▸ **Required task**:
Copy out all of the records below, replacing "frame" with "image" wherever it occurs and changing nothing else.

#####

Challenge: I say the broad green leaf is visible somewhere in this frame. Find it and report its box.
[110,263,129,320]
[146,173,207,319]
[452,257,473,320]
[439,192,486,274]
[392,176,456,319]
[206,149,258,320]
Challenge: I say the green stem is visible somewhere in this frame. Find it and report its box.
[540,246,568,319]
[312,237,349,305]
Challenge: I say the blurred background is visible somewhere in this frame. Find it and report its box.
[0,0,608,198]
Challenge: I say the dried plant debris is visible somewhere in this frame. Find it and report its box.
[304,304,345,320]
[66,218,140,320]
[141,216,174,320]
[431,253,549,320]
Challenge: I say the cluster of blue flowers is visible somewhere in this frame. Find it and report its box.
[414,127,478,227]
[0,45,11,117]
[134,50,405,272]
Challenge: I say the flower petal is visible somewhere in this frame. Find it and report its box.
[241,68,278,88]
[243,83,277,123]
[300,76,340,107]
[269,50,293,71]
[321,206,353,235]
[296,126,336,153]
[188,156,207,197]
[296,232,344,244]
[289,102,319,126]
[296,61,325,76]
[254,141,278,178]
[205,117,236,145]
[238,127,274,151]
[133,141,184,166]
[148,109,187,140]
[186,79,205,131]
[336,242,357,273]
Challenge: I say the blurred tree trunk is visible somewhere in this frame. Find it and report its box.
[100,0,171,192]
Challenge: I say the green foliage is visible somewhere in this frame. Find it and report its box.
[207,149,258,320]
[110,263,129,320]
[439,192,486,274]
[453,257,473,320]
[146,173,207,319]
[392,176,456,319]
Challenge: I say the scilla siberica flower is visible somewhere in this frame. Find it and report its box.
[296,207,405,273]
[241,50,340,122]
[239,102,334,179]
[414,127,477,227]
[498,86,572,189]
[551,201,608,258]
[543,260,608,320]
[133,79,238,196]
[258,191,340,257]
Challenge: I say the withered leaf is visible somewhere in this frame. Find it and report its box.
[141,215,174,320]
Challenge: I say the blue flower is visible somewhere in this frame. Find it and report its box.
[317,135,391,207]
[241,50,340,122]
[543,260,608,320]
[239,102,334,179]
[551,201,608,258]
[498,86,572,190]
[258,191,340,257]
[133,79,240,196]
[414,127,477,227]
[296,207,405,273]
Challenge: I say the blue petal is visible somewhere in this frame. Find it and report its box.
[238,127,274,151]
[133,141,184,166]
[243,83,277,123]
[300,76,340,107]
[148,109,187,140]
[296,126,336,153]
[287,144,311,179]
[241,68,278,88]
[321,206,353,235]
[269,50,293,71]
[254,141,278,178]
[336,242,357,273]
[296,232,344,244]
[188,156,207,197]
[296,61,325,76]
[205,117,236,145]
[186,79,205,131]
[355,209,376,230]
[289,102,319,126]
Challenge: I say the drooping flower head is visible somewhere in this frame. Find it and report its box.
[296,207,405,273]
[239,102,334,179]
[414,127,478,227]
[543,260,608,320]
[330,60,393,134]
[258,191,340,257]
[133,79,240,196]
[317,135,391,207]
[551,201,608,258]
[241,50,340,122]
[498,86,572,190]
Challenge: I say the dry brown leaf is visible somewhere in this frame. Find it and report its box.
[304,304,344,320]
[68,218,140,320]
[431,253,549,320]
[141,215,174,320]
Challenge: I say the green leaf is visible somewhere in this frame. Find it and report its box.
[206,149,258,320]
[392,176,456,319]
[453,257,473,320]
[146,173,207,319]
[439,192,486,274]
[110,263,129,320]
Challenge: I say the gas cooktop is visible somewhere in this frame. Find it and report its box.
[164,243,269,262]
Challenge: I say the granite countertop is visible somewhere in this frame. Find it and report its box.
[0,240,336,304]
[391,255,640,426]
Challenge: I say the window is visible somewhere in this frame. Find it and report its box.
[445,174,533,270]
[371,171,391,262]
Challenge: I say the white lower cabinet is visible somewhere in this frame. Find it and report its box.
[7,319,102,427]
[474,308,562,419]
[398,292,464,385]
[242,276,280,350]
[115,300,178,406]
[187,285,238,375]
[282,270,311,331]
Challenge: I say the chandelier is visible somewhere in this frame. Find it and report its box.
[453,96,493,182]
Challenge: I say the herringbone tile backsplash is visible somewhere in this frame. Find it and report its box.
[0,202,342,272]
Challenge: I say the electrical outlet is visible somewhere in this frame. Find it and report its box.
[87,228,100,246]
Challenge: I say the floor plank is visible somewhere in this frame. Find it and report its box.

#####

▸ **Task result**:
Challenge: I say the broad green leaf is visible somewhere in this image. Find it and report its box.
[110,263,129,320]
[146,173,207,319]
[452,257,473,320]
[439,192,486,274]
[392,176,456,319]
[206,149,258,320]
Challenge: I say the green stem is visible somewhere in this image. Find it and report its box.
[540,246,568,319]
[312,237,349,305]
Challenge: I say the blurred background is visible somewhere in this image. Find it and report its box.
[0,0,608,198]
Challenge: I say the dried plant debris is visible somewhere in this image. Find it and report its box.
[304,304,345,320]
[66,218,140,320]
[141,216,174,320]
[431,253,549,320]
Challenge: I say the cluster of blue flowers is visible somewhere in this image. Find it and report its box.
[414,127,478,227]
[0,45,11,117]
[134,50,405,272]
Challenge: I say the flower petal is visible somewhere in this image. Find it and report its box.
[241,68,278,88]
[243,83,277,123]
[300,76,340,107]
[269,50,293,71]
[321,206,353,235]
[296,126,336,153]
[188,156,207,197]
[296,232,344,244]
[289,102,319,126]
[296,61,325,76]
[254,141,278,178]
[205,117,236,145]
[238,127,274,151]
[133,141,184,166]
[148,109,187,140]
[186,79,205,131]
[336,242,357,273]
Challenge: I say the blurred tree trunk is visible somewhere in this image. Find it and report its box.
[100,0,171,192]
Challenge: I say the green foliage is visible somewhere in this image. Find it and report its box.
[207,149,258,320]
[110,263,129,320]
[439,192,486,274]
[453,257,473,320]
[146,173,207,319]
[392,176,456,319]
Challenge: I say the scilla siberica flower is visible somewhere in this image. Find it and report its box.
[296,207,405,273]
[241,50,340,122]
[239,102,334,179]
[414,127,477,227]
[498,86,572,189]
[551,201,608,258]
[543,260,608,320]
[133,79,238,196]
[258,191,340,257]
Challenge: I say the withered leaf is visible somewhere in this image. Find it and report its box.
[141,215,174,320]
Challenge: I say the blue flower is visible somewhere in this image. Find it and report its box.
[317,135,391,207]
[241,50,340,122]
[543,260,608,320]
[239,102,334,179]
[551,201,608,258]
[498,86,572,190]
[258,191,340,257]
[133,79,240,196]
[414,127,477,227]
[296,207,405,273]
Challenge: I say the blue petal is visible somewhere in this image. Find it and report its box.
[238,127,274,151]
[133,141,184,166]
[243,83,277,123]
[300,76,340,107]
[148,109,187,140]
[296,126,336,153]
[287,144,311,179]
[241,68,278,88]
[321,206,353,235]
[269,50,293,71]
[254,141,278,178]
[336,242,357,273]
[296,232,344,244]
[188,156,207,197]
[296,61,325,76]
[205,117,236,145]
[186,79,205,131]
[355,209,376,230]
[289,102,319,126]
Challenge: I say the drooping flower head is visible somewhere in this image. Find it and report its box.
[296,207,405,273]
[239,102,334,179]
[414,127,478,227]
[543,260,608,320]
[330,60,393,134]
[258,191,340,257]
[133,79,240,196]
[317,135,391,207]
[551,201,608,258]
[241,50,340,122]
[498,86,572,190]
Challenge: I say the dry brown leaf is visible somewhere in this image. Find it and report its box.
[304,304,344,320]
[68,218,140,320]
[431,253,549,320]
[141,215,174,320]
Challenge: I say the green leaf is visible somewhere in this image. Find it and report its box.
[206,149,258,320]
[392,176,456,319]
[453,257,473,320]
[146,173,207,319]
[439,192,486,274]
[110,263,129,320]
Challenge: I say the gas cooktop is visible somewhere in this image. Find it and report its box.
[164,243,269,262]
Challenge: I say the granite countertop is visible somewhere in this image. Find it and report its box.
[0,240,336,304]
[391,255,640,426]
Challenge: I say the window is visible somewhere in this image. Find it and report its box.
[445,174,533,270]
[371,171,391,262]
Challenge: I say the white lower cabinet is visible somewhere in this image. Find it and report its box.
[7,319,102,427]
[474,308,562,419]
[398,292,464,385]
[242,276,280,350]
[115,300,178,406]
[187,285,238,375]
[282,270,311,331]
Challenge: I say the chandelier is visible somewhere in this image. Find it and report its box.
[453,96,493,182]
Challenge: I say the herringbone tile backsplash is visible somewhere in this image. Find it and report its box.
[0,202,342,272]
Challenge: I say the electrical outlet is visible somewhere in this image. Find it and report its box.
[87,228,100,246]
Challenge: I say the floor plank is visible somewhere in this image. Find it and report its box.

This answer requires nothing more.